━━ THE INPUT

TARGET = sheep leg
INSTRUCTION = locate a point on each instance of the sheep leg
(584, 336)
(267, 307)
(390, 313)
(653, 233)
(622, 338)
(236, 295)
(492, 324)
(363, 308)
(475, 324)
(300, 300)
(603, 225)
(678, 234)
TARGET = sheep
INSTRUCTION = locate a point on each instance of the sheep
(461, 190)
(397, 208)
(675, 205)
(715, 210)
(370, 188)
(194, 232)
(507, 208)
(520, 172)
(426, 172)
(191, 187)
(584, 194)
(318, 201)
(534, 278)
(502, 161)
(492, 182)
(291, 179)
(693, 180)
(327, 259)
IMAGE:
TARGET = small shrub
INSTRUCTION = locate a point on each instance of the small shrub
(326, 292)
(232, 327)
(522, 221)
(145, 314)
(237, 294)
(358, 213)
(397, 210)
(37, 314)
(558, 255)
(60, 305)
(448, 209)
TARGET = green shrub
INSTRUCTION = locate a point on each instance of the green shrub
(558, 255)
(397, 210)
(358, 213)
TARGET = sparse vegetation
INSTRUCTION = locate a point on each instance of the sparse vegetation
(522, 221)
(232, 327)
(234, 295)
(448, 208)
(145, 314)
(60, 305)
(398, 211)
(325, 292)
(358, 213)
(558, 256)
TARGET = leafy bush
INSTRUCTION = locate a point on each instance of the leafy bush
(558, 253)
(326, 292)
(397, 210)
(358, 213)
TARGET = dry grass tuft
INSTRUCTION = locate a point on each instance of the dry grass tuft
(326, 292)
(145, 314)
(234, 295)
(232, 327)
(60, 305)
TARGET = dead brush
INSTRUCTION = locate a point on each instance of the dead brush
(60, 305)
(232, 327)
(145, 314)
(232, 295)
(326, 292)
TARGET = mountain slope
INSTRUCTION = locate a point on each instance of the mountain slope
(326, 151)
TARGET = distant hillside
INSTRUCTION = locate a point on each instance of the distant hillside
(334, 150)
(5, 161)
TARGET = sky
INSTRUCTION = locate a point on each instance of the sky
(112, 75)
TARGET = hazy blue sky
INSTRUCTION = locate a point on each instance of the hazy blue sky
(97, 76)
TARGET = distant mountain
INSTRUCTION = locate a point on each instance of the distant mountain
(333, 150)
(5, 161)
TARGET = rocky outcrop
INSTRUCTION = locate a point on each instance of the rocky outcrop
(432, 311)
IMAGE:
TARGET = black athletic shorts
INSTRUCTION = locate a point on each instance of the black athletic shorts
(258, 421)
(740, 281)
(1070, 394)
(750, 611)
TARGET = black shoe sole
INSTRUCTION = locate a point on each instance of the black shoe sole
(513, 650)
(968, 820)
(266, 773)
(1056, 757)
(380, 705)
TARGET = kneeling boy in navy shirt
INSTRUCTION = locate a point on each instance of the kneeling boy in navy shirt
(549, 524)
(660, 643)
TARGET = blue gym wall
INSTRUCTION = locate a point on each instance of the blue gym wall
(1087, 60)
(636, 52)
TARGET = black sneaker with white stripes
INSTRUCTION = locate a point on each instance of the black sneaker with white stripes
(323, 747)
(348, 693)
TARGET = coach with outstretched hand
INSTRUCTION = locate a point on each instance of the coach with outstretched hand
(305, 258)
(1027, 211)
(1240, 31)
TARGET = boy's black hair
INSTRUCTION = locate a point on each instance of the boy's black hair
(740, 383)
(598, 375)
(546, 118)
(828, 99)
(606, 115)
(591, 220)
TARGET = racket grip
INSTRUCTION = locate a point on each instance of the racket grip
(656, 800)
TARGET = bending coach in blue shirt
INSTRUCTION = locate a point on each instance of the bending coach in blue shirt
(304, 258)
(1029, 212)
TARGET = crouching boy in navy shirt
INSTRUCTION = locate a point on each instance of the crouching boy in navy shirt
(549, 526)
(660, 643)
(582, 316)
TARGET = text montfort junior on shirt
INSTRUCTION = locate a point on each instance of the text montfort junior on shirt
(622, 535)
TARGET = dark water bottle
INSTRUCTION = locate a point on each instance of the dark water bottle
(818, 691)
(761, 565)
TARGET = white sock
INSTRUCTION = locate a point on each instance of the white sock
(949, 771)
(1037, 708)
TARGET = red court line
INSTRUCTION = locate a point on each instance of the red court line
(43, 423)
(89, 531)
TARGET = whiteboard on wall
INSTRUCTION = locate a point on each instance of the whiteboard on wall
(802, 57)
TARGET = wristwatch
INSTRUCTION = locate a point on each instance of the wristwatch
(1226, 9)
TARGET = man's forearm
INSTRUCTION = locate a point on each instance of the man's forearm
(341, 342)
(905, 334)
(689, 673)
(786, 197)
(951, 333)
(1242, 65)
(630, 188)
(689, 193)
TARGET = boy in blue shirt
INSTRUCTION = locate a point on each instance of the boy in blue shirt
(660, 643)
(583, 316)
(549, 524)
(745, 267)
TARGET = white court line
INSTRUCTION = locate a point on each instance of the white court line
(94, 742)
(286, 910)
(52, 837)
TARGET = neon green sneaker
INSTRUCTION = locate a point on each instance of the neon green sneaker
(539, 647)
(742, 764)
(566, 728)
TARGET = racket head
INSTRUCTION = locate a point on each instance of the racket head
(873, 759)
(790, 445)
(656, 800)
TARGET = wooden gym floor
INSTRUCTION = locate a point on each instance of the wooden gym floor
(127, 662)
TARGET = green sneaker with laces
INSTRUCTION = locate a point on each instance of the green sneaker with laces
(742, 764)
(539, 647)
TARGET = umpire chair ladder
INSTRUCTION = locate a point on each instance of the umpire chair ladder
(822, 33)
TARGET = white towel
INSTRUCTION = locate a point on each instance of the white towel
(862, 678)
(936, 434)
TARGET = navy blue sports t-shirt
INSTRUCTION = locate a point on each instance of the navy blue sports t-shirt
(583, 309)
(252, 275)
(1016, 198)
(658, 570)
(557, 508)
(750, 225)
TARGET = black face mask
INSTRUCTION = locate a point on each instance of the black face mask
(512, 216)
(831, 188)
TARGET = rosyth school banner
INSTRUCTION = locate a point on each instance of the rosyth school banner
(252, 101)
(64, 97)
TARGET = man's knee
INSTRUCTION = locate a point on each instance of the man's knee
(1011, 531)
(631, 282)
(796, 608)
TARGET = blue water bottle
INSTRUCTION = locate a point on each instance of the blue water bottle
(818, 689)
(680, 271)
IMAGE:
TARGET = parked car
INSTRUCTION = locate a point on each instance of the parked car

━━━━

Each entry above is to be returned exactly as given.

TARGET = sheep leg
INSTRUCTION = locate a point on each instance of the sheep leg
(584, 336)
(267, 307)
(390, 313)
(653, 233)
(622, 338)
(236, 295)
(492, 324)
(363, 308)
(475, 324)
(300, 300)
(603, 225)
(678, 234)
TARGET = sheep
INSTRUCTION = locate a point on each instance of the sheep
(461, 190)
(397, 208)
(675, 205)
(715, 210)
(370, 188)
(194, 232)
(507, 208)
(520, 172)
(426, 172)
(191, 187)
(584, 194)
(318, 201)
(534, 278)
(502, 161)
(492, 182)
(291, 179)
(693, 180)
(327, 259)
IMAGE:
TARGET = small shrub
INSTRUCTION = locate a point on each instance of the small shrub
(326, 292)
(232, 327)
(522, 221)
(145, 314)
(237, 294)
(358, 213)
(397, 210)
(37, 314)
(558, 255)
(60, 305)
(448, 209)
TARGET = green shrub
INSTRUCTION = locate a point on each instance of the green shrub
(558, 255)
(397, 210)
(358, 213)
TARGET = sparse vegetation
INSTRUCTION = locate a point on each instance of the sparse vegetation
(522, 221)
(232, 327)
(234, 295)
(448, 208)
(145, 314)
(60, 305)
(398, 211)
(325, 292)
(358, 213)
(558, 256)
TARGET = leafy bush
INSTRUCTION = locate a point on each instance of the leafy bush
(558, 253)
(326, 292)
(397, 210)
(358, 213)
TARGET = dry grass tuft
INSTRUCTION = locate a point on each instance of the dry grass tuft
(326, 292)
(145, 314)
(234, 295)
(232, 327)
(60, 305)
TARGET = dead brush
INSTRUCTION = locate a point on each instance of the dead brush
(60, 305)
(232, 327)
(145, 314)
(232, 295)
(326, 292)
TARGET = mountain slope
INSTRUCTION = locate a point on each instance of the mountain slope
(326, 151)
TARGET = distant hillside
INSTRUCTION = locate a point on each instance of the distant hillside
(334, 150)
(5, 161)
TARGET = sky
INSTRUCTION = locate a point on each instance of the sky
(112, 75)
TARGET = hazy blue sky
INSTRUCTION = locate a point on each instance of the hazy blue sky
(97, 76)
TARGET = distant mountain
INSTRUCTION = locate a point on each instance of the distant mountain
(333, 150)
(5, 161)
TARGET = rocky outcrop
INSTRUCTION = locate a point on each instance of the rocky outcrop
(432, 311)
IMAGE:
TARGET = black athletic shorts
INSTRUCTION = locate a point on each instance of the black athletic shorts
(258, 421)
(740, 281)
(1070, 394)
(750, 611)
TARGET = black shoe sole
INSTRUCTION = locate a point on each instance of the black shoe sole
(513, 650)
(968, 820)
(266, 773)
(1056, 757)
(380, 705)
TARGET = kneeling boy in navy shirt
INSTRUCTION = locate a point on each instance of the kneeling boy in navy shirt
(549, 524)
(660, 643)
TARGET = blue gym wall
INSTRUCTION = locate a point on each instance of the blue gym wall
(1087, 60)
(636, 52)
TARGET = black sneaker with white stripes
INSTRUCTION = locate a point on each instance of the black sneaker with white stripes
(323, 747)
(348, 693)
TARGET = coach with outstretched hand
INSTRUCTION = locate a point on each instance of the coach with outstretched hand
(305, 258)
(1027, 211)
(1240, 31)
TARGET = boy's black hair
INSTRUCTION = locate a point on each instance of the boy's black hair
(740, 383)
(598, 375)
(546, 118)
(828, 99)
(606, 115)
(591, 220)
TARGET = racket grip
INSTRUCTION = locate a point on each instance of the racket grip
(656, 800)
TARGET = bending coach in blue shirt
INSTRUCTION = locate a point on each instance of the bending coach in blue shirt
(304, 258)
(1029, 212)
TARGET = crouching boy in navy shirt
INSTRUCTION = locate a point on each instance of the crouching boy in navy shirt
(549, 526)
(660, 643)
(582, 316)
TARGET = text montfort junior on shirt
INSTRUCTION = locate a point on each instance of the text montfort junior on shirt
(622, 535)
TARGET = dark water bottle
INSTRUCTION = locate a point on each instance of the dark water bottle
(818, 691)
(761, 565)
TARGET = white sock
INSTRUCTION = locate a point on each instance of the white sock
(949, 771)
(1037, 708)
TARGET = red court line
INSTRUCTION = locate a point on each instance of the red court line
(43, 423)
(89, 531)
TARGET = whiteboard on wall
INSTRUCTION = locate a point on each instance of the whiteboard on wall
(802, 57)
TARGET = wristwatch
INSTRUCTION = locate a point on each instance of the wristwatch
(1226, 9)
TARGET = man's forearm
INSTRUCTION = locate a point on each instance of the man's forearm
(341, 342)
(905, 334)
(689, 673)
(786, 197)
(951, 333)
(1242, 65)
(630, 188)
(689, 193)
TARGET = boy in blue shirt
INSTRUCTION = locate a point on each instance of the boy in blue shirt
(660, 643)
(583, 316)
(549, 524)
(745, 267)
TARGET = white court line
INSTRUCTION = locate a point on each instance of the white court line
(94, 742)
(286, 910)
(52, 837)
TARGET = neon green sneaker
INSTRUCTION = locate a point on each instance of the neon green sneaker
(539, 647)
(742, 764)
(566, 728)
TARGET = racket head
INSTRUCTION = locate a point on each instance of the racket head
(873, 759)
(790, 445)
(656, 800)
TARGET = wooden gym floor
INSTRUCTION = locate a point on each instance of the wooden gym floor
(127, 662)
TARGET = green sneaker with laces
INSTRUCTION = locate a point on each instance of the green sneaker with laces
(742, 764)
(539, 647)
TARGET = umpire chair ladder
INSTRUCTION = locate a point on each instance of the umpire chair ladder
(822, 33)
TARGET = white towel
INSTRUCTION = locate a point on each instance of the white towel
(862, 678)
(936, 434)
TARGET = navy blue sports t-shirt
INSTRUCTION = locate a point on each instance of the navy blue sports t-shirt
(583, 309)
(252, 275)
(1016, 198)
(658, 570)
(557, 508)
(750, 225)
TARGET = black face mask
INSTRUCTION = locate a point on each instance of the black face mask
(512, 216)
(831, 188)
TARGET = rosyth school banner
INSTRUCTION = locate a point on each instance of the rosyth school banner
(252, 101)
(64, 97)
TARGET = man's knee
INSTRUCTION = locate a point on each instance of the man's knee
(1011, 531)
(631, 282)
(796, 608)
TARGET = blue water bottle
INSTRUCTION = locate a point on each instance of the blue water bottle
(818, 689)
(680, 271)
IMAGE:
TARGET = parked car
INSTRUCTION = locate a point on each instance of the parked car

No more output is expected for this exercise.